[Records]

** start **

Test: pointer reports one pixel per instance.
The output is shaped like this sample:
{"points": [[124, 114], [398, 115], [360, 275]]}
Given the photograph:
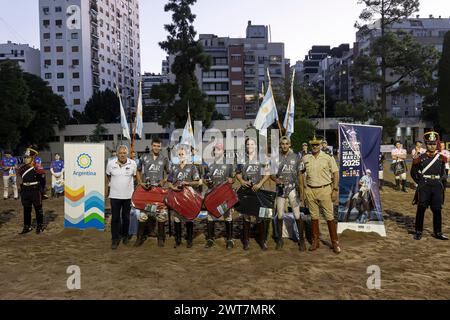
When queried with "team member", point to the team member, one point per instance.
{"points": [[151, 173], [287, 180], [57, 171], [321, 175], [9, 166], [254, 175], [217, 173], [33, 182], [428, 171], [399, 165], [120, 174], [183, 174]]}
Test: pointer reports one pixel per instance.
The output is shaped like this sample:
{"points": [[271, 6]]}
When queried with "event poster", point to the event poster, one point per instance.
{"points": [[359, 196], [84, 196]]}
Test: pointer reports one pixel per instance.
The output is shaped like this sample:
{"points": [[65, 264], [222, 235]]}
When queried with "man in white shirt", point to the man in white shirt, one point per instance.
{"points": [[399, 165], [121, 174]]}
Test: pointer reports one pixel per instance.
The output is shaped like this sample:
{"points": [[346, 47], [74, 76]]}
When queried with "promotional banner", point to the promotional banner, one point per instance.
{"points": [[84, 196], [359, 196]]}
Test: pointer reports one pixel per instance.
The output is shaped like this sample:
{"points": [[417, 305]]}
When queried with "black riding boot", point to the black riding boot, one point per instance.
{"points": [[177, 227], [210, 234], [161, 233], [279, 234], [189, 233], [229, 233]]}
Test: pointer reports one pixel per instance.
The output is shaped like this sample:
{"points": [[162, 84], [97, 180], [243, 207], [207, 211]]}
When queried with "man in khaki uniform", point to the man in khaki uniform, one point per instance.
{"points": [[321, 175]]}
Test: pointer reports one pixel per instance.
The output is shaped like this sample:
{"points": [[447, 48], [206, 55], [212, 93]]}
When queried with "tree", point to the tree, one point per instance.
{"points": [[49, 110], [102, 105], [304, 130], [99, 132], [443, 92], [15, 111], [189, 55], [388, 11]]}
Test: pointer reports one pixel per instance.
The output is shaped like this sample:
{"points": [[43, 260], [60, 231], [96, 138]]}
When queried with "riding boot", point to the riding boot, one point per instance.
{"points": [[177, 227], [210, 234], [229, 233], [301, 234], [315, 235], [333, 235], [189, 233], [279, 234], [141, 237], [161, 233], [246, 235]]}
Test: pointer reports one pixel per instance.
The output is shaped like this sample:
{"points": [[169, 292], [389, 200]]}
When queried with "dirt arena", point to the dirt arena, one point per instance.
{"points": [[34, 266]]}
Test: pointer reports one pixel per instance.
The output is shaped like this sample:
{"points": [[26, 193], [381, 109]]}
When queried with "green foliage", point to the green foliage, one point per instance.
{"points": [[444, 86], [49, 110], [189, 55], [304, 131], [14, 107]]}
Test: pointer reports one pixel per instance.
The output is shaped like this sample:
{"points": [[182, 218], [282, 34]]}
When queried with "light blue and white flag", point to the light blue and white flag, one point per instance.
{"points": [[290, 111], [123, 119], [139, 121], [267, 113], [188, 133]]}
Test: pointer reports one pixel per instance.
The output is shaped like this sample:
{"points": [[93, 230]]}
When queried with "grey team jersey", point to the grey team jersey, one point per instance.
{"points": [[218, 173], [189, 173], [153, 169]]}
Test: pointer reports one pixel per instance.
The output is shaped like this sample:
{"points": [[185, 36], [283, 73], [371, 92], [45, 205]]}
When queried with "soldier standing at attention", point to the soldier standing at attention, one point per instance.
{"points": [[428, 171], [322, 185]]}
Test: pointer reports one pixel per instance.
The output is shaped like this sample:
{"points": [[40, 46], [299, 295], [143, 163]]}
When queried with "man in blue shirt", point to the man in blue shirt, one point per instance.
{"points": [[9, 165]]}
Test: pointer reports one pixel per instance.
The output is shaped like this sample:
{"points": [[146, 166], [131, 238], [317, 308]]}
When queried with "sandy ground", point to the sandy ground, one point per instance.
{"points": [[34, 266]]}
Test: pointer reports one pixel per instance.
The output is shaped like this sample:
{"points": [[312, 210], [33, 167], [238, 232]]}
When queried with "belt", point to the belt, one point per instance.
{"points": [[29, 184], [319, 187], [432, 177]]}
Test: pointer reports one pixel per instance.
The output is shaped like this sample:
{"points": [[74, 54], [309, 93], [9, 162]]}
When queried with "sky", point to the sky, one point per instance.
{"points": [[300, 24]]}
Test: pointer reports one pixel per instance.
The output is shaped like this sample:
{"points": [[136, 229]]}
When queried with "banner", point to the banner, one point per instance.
{"points": [[84, 196], [359, 196]]}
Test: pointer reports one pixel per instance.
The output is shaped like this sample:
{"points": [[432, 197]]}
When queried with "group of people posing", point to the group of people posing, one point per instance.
{"points": [[310, 180]]}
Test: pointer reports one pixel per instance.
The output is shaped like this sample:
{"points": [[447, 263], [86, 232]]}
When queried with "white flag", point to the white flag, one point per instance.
{"points": [[267, 113], [188, 133], [290, 111], [139, 120], [123, 119]]}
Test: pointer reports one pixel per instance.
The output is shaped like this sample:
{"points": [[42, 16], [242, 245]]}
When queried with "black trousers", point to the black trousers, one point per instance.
{"points": [[31, 197], [120, 220]]}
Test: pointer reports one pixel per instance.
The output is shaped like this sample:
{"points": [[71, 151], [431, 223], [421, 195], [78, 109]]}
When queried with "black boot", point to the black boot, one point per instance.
{"points": [[301, 234], [177, 227], [141, 237], [404, 186], [189, 233], [246, 235], [229, 233], [279, 234], [161, 233], [210, 236]]}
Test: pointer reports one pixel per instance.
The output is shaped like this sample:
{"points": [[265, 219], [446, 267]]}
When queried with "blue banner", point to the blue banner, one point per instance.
{"points": [[359, 196]]}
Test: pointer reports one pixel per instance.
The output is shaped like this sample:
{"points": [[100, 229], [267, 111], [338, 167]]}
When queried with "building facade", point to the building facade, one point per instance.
{"points": [[89, 46], [28, 58]]}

** end **

Print the full listing exactly, dropping the pictures.

Test: pointer reports one pixel per instance.
The output is shaped like this sample:
{"points": [[124, 114], [398, 115], [360, 275]]}
Given the photograph:
When queried with "team member", point to the team member, one point per instance.
{"points": [[151, 173], [287, 180], [57, 171], [321, 175], [9, 166], [254, 175], [217, 173], [33, 182], [428, 171], [399, 165], [120, 174], [183, 174]]}
Test: pointer reports one pixel per instance.
The output is shaped like this sample:
{"points": [[271, 6]]}
When queried with "event poster", point to the event poster, one point per instance.
{"points": [[359, 196], [84, 196]]}
Test: pointer reports one pixel per instance.
The output is shaped like this sample:
{"points": [[65, 264], [222, 235]]}
When queried with "man in white shirt", point to the man in white shirt, one point per instance.
{"points": [[399, 165], [121, 174]]}
Test: pointer reports one pixel per instance.
The output is shaped like this sample:
{"points": [[346, 47], [74, 76]]}
When queried with "promotional banner", point to the promotional banner, one point per instance.
{"points": [[84, 196], [359, 196]]}
Test: pointer reports one pixel per instance.
The output is shaped like this sample:
{"points": [[417, 305]]}
When queried with "black riding boot", point to the black riding boot, one point per instance.
{"points": [[177, 227], [210, 234], [161, 233], [279, 234], [189, 233], [229, 233]]}
Test: pointer reports one pixel per instance.
The output is shaped like this sample:
{"points": [[162, 84], [97, 180], [243, 207], [207, 211]]}
When queried with "man in khaki uniform", point to the man in khaki uniform, one point per instance.
{"points": [[321, 175]]}
Test: pointer reports one pixel per instance.
The output is shaped like this sample:
{"points": [[447, 48], [206, 55], [212, 93]]}
When queried with "tree", point to the tree, one point per instance.
{"points": [[49, 110], [102, 105], [304, 130], [99, 132], [443, 92], [15, 111], [189, 55], [388, 11]]}
Test: pointer reports one pixel per instance.
The output is shaped like this sample:
{"points": [[43, 260], [60, 231], [96, 138]]}
When queried with "riding boot", point to the riding boot, one point per instance.
{"points": [[177, 227], [210, 234], [229, 233], [301, 234], [315, 235], [333, 235], [189, 233], [279, 234], [141, 237], [161, 233], [246, 235]]}
Test: pointer reports one pixel per instance.
The output is shaped like this sample:
{"points": [[169, 292], [389, 200]]}
When queried with "dirt arena", point to the dirt arena, one point per instance.
{"points": [[34, 266]]}
Test: pointer reports one pixel per instance.
The output is shaped like this sample:
{"points": [[26, 193], [381, 109]]}
When queried with "green foliage", point to the green foliage, one point per instance.
{"points": [[444, 86], [49, 110], [189, 55], [304, 131], [14, 107]]}
Test: pointer reports one pixel per instance.
The output is shaped like this sample:
{"points": [[182, 218], [282, 34]]}
When queried with "light blue and white flag", point to the light blue and white flag, one point per instance.
{"points": [[290, 111], [123, 119], [139, 121], [267, 113], [188, 133]]}
Test: pointer reports one pixel per instance.
The output is shaped like this sample:
{"points": [[93, 230]]}
When queried with "grey team jersey", point to the grey team jersey, one point per instance.
{"points": [[218, 173], [189, 173], [153, 169]]}
Test: pointer reports one pixel per instance.
The output is shaped like this sample:
{"points": [[185, 36], [283, 73], [371, 92], [45, 205]]}
When queried with "soldier standing at attention", point to the soldier standing at attention, one point per instance.
{"points": [[428, 171], [322, 185]]}
Test: pointer reports one pixel per instance.
The output is shaped like this sample:
{"points": [[40, 46], [299, 295], [143, 163]]}
When queried with "man in blue shirt", point to the man in blue shirt, one point per instance.
{"points": [[9, 165]]}
Test: pointer reports one pixel per instance.
The output is shaped like this sample:
{"points": [[146, 166], [131, 238], [317, 308]]}
When queried with "sandy ground", point to the sandy ground, one point per instance.
{"points": [[34, 266]]}
Test: pointer reports one pixel per instance.
The output is shaped like this sample:
{"points": [[312, 210], [33, 167], [238, 232]]}
When queried with "belt", point to the belt, one point per instance.
{"points": [[29, 184], [319, 187], [432, 177]]}
Test: pointer reports one pixel per instance.
The output is shaped like this sample:
{"points": [[74, 54], [309, 93], [9, 162]]}
When queried with "sky", point to the sky, one point per instance.
{"points": [[300, 24]]}
Test: pointer reports one pixel per instance.
The output is shaped like this sample:
{"points": [[136, 229]]}
When queried with "banner", point to the banner, one point per instance.
{"points": [[84, 196], [359, 196]]}
Test: pointer reports one pixel per instance.
The output is shaped like this sample:
{"points": [[432, 197]]}
When queried with "group of people posing", point to the group of people posing, one point per instance.
{"points": [[310, 180]]}
Test: pointer reports one pixel per instance.
The output is shaped like this sample:
{"points": [[447, 263], [86, 232]]}
When queried with "white flag", point to the white flag, one point per instance.
{"points": [[267, 113], [188, 133], [290, 111], [139, 120], [123, 119]]}
Test: pointer reports one pixel per instance.
The output is shaped like this sample:
{"points": [[42, 16], [242, 245]]}
When queried with "black trousers", point to the black trousers, one point per instance.
{"points": [[31, 197], [120, 220]]}
Test: pointer reports one pixel per instance.
The output is shaped like this sample:
{"points": [[71, 151], [431, 223], [421, 195], [78, 109]]}
When queried with "black boot", point to the black boot, one point per instance.
{"points": [[301, 234], [177, 227], [141, 237], [404, 186], [189, 233], [246, 235], [229, 233], [279, 234], [161, 233], [210, 236]]}
Test: pointer reports one pixel per instance.
The output is shaped like this sample:
{"points": [[265, 219], [446, 267]]}
When queried with "blue banner", point to the blue banner, one point per instance.
{"points": [[359, 196]]}
Test: pointer reports one pixel per instance.
The output is shaped like this sample:
{"points": [[100, 229], [267, 111], [338, 167]]}
When queried with "building facade", point to the building facade, one point per instance.
{"points": [[89, 46], [28, 58]]}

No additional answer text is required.